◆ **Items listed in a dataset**
╭──
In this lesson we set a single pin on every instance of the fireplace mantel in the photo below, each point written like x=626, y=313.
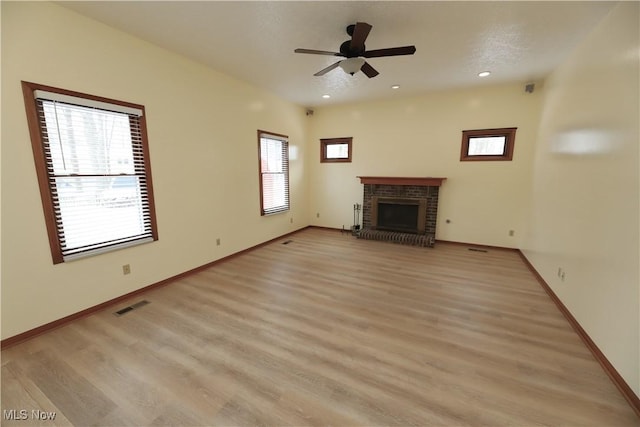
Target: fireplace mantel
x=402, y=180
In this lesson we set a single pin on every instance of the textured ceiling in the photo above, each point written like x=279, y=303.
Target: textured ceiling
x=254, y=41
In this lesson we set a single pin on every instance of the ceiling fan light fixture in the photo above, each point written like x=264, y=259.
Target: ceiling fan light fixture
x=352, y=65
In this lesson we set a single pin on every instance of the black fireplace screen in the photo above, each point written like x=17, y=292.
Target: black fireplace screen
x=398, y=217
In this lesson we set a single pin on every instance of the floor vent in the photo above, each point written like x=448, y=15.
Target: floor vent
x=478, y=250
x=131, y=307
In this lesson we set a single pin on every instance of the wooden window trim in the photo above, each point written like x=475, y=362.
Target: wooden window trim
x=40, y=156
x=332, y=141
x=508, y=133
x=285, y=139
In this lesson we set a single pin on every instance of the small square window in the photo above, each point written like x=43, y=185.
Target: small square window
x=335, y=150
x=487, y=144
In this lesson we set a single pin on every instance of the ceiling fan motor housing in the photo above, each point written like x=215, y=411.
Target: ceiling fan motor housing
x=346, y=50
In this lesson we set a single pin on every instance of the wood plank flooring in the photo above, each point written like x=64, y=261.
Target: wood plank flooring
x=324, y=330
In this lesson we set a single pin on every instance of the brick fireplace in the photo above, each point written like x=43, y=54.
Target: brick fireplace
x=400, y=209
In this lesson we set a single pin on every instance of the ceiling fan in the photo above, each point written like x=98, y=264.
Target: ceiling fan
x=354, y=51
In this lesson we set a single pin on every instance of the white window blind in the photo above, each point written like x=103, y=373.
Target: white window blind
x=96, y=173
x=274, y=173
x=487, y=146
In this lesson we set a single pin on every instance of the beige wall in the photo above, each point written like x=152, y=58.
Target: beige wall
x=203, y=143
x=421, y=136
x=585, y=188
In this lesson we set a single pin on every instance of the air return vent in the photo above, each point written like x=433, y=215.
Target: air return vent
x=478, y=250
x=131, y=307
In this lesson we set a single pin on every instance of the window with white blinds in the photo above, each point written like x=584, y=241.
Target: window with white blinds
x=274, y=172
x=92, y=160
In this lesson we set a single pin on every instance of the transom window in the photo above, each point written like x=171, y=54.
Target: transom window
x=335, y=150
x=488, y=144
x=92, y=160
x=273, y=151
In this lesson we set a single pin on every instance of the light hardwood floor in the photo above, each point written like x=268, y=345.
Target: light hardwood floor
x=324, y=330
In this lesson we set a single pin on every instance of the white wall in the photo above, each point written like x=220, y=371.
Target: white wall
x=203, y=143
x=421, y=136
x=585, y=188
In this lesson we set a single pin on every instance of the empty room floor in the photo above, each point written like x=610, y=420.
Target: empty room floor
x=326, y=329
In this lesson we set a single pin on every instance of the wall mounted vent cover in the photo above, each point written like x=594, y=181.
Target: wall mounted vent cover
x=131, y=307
╰──
╭──
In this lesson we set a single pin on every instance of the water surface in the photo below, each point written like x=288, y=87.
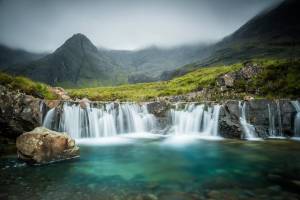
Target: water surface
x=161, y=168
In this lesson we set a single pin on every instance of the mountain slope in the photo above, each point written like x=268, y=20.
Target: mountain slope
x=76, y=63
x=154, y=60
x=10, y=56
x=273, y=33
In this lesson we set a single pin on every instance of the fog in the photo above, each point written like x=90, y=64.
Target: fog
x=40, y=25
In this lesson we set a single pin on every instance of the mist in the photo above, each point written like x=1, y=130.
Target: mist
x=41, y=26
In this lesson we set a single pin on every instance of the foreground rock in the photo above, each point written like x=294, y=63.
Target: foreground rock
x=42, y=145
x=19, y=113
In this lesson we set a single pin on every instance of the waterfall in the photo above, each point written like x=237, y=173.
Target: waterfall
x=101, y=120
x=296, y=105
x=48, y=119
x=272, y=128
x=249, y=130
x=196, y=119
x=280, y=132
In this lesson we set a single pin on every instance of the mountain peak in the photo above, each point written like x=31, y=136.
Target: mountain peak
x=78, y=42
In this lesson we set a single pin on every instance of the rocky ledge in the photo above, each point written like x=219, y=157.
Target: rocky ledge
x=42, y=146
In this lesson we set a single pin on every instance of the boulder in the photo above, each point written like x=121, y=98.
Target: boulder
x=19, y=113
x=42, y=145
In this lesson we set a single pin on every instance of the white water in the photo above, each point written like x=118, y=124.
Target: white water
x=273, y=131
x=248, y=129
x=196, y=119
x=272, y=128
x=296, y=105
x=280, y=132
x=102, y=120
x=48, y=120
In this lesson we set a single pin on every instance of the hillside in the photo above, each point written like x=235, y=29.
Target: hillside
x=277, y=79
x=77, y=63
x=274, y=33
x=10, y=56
╰──
╭──
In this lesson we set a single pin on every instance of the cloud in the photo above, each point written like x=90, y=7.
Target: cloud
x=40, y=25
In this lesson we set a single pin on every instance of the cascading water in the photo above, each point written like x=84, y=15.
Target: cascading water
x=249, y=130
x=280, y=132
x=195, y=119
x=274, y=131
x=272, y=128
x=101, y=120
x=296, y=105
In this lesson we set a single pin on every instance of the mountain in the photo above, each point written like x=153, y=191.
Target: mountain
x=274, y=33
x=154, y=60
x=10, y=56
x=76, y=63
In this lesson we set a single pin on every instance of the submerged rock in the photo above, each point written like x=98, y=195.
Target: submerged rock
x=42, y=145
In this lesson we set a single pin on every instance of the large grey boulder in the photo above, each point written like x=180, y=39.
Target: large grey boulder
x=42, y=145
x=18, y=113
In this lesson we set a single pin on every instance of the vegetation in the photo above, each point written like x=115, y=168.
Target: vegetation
╰──
◆ **Task instructions**
Of the lines above, copy each that contains "below".

◆ **Task answer**
In this lesson we set a single pin on every instance of the fireplace mantel in the photo below, each point written like x=626, y=313.
In this lesson we set a single pin on every instance of the water surface in the photo below, each point written like x=288, y=87.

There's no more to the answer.